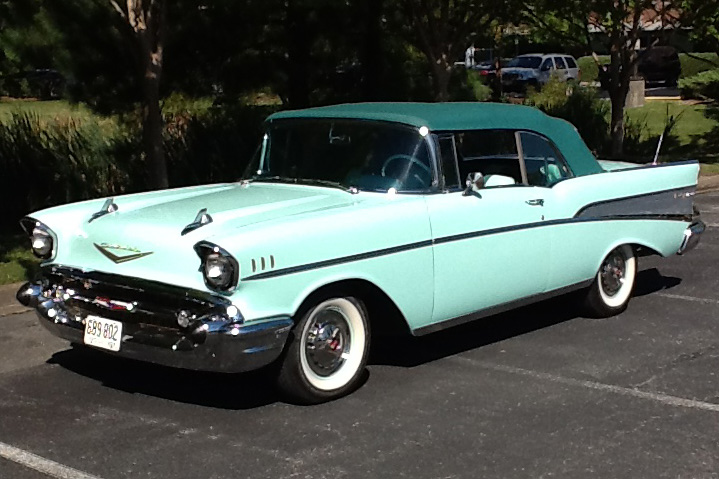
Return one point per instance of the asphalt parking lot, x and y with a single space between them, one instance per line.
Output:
538 392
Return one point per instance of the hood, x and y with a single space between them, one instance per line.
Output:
144 237
523 72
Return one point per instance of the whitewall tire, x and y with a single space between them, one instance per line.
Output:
613 285
328 352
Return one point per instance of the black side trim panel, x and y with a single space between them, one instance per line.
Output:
650 166
676 201
498 309
449 239
336 261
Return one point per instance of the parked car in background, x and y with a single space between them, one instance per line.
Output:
660 64
351 217
656 65
536 69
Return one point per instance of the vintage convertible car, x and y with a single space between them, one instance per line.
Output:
349 218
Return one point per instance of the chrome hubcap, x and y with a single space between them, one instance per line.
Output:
327 342
613 272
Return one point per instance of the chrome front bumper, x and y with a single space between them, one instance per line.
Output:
165 324
691 236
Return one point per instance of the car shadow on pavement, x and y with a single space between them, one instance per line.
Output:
651 280
218 390
255 389
410 351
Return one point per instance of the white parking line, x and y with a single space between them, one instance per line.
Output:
46 466
624 391
688 298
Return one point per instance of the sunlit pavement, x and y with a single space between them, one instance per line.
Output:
538 392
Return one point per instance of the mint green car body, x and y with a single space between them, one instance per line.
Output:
441 256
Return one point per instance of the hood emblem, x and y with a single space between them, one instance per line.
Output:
117 256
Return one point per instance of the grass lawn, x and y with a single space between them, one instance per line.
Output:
17 263
53 109
692 120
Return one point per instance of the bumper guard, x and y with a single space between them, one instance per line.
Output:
162 324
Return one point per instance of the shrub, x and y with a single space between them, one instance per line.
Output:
581 107
480 90
588 67
640 145
703 85
697 63
49 162
214 146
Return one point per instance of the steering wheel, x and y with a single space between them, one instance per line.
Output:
411 161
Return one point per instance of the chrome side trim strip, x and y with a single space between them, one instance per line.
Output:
673 201
431 328
452 238
337 261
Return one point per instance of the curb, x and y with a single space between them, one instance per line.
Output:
8 304
708 183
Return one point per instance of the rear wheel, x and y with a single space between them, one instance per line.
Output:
328 353
612 288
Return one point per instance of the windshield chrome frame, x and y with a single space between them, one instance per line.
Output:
434 187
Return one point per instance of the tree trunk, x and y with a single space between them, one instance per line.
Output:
147 19
618 88
298 53
152 121
372 54
617 123
442 72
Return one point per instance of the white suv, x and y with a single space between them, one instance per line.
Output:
535 69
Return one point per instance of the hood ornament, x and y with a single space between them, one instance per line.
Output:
200 220
134 253
107 208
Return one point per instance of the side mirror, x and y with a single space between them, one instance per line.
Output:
475 181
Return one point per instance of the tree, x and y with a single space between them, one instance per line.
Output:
442 30
703 16
147 20
616 23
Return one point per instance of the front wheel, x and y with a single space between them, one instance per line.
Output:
328 352
612 288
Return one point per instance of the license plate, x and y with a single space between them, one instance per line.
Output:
103 333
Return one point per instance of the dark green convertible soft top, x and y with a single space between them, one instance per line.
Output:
465 116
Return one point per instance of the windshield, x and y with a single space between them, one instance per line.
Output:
369 156
525 62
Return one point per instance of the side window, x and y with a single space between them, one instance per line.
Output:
490 152
449 162
545 166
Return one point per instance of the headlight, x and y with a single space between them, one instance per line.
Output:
41 243
42 239
219 269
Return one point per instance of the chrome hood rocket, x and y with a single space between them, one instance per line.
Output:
152 235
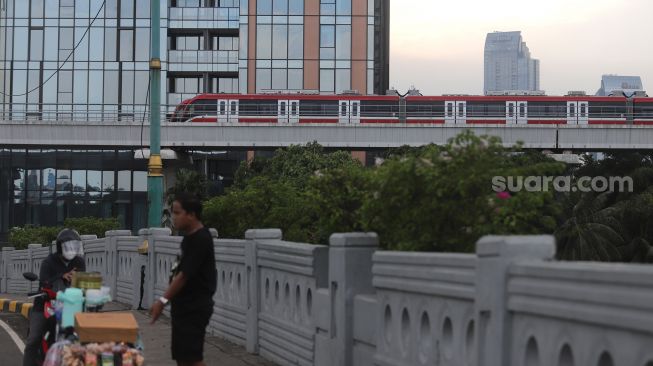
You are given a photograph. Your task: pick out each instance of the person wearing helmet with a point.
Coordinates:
(56, 273)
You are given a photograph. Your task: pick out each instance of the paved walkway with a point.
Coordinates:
(156, 340)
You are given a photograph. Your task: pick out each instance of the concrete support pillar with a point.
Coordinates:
(145, 267)
(5, 264)
(495, 256)
(350, 274)
(110, 275)
(253, 283)
(32, 286)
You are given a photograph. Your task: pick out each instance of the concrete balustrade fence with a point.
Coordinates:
(351, 304)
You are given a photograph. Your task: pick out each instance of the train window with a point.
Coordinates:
(607, 109)
(547, 109)
(377, 108)
(323, 108)
(643, 110)
(485, 109)
(258, 107)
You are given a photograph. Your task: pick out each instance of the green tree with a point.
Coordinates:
(188, 181)
(592, 232)
(92, 225)
(442, 198)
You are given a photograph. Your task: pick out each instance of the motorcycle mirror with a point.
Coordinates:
(30, 276)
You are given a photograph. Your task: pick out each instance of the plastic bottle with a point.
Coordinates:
(73, 300)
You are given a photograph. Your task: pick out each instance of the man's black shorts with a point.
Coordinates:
(188, 330)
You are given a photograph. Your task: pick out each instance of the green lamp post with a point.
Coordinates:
(155, 164)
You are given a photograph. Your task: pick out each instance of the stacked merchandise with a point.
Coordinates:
(93, 354)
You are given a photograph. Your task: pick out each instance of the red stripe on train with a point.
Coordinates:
(365, 120)
(318, 120)
(487, 122)
(546, 122)
(205, 120)
(607, 122)
(425, 121)
(257, 120)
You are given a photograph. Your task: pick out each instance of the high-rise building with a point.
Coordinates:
(78, 55)
(508, 64)
(619, 84)
(88, 60)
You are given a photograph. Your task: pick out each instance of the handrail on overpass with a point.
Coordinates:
(54, 134)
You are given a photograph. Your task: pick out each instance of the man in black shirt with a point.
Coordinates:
(193, 285)
(56, 273)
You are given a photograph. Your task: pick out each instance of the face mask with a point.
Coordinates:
(71, 249)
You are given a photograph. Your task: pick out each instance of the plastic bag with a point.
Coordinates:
(54, 357)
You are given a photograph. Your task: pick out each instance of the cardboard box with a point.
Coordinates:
(106, 327)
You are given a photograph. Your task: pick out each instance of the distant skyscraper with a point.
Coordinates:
(626, 84)
(508, 64)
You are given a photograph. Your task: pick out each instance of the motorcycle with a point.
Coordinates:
(48, 296)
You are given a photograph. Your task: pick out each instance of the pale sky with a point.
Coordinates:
(437, 45)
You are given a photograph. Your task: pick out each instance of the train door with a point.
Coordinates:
(461, 112)
(233, 111)
(522, 113)
(282, 111)
(572, 113)
(223, 110)
(354, 111)
(449, 112)
(583, 113)
(511, 112)
(294, 111)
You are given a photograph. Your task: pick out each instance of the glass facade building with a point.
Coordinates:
(44, 187)
(87, 60)
(62, 59)
(508, 64)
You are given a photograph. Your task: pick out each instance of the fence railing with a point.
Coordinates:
(351, 304)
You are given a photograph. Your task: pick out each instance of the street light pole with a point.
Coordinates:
(155, 164)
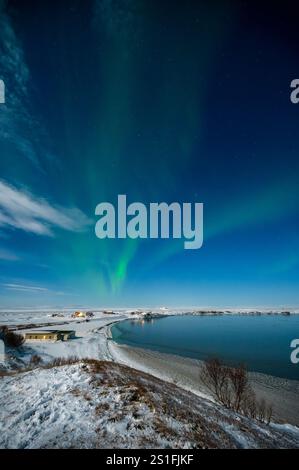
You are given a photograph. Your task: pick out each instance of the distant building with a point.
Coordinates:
(50, 335)
(79, 314)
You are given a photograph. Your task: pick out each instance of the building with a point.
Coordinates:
(50, 335)
(79, 315)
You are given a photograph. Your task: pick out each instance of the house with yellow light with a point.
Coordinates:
(79, 314)
(50, 335)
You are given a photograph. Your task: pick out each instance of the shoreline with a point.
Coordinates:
(280, 392)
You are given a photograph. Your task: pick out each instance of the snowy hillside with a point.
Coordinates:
(105, 405)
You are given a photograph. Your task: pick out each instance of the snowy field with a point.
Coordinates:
(106, 405)
(72, 406)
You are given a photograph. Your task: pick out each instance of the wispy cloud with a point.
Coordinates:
(24, 288)
(20, 128)
(19, 209)
(8, 255)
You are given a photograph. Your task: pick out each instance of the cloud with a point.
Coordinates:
----------
--- What needs to be done ---
After locating the line containing "Return one point per instance of the white suv, x" in the entries above, return it and every line after it exactly, ending at the line containing "pillar with a point.", without pictures.

--- Task output ---
Return one point per instance of the white suv, x and y with a single space between them, one instance per line.
Output:
535 69
Return one point per instance of the hood ornament, x and y with a single space between them, one instance per line.
Output:
200 220
134 253
107 208
Return one point per instance of the side mirror, x and y with a single space between them, one instance per line.
Output:
475 181
Return one point per instance of the tree, x and y with a single space between them, one instance per line.
Output:
442 30
703 16
147 20
616 23
Return one point per instance of the front wheel, x and y with a single space between them, one instance per line.
Output:
328 352
612 288
Return one point per instance of the license plate, x and y with a single space between them, one instance per line.
Output:
103 333
Return one point per instance of the dark green convertible soft top, x and y with a single space between them, one instance per line.
Output:
465 116
Return one point per instance of the windshield, x and y with a single space between them, one instance per line.
Output:
369 156
525 62
Return one point per instance of the side window, x and y with a single space between them, one instance per line.
Output:
490 152
449 162
545 166
Return one point per instance of the headlight, x and y with a single space between them, one instance per line.
Output:
41 243
42 239
219 269
Return one point per instance of the chrome hood rocket, x and y with a single space between them, one instance per line.
Output:
152 235
You are given a photograph. Your task: pick out each instance of the person wearing helmet with a point.
Coordinates:
(56, 273)
You are given a photograph. Your task: pick out each instance of the paved walkway with a point.
Coordinates:
(156, 340)
You are given a photograph. Your task: pick out each instance of the concrete support pillar with a point.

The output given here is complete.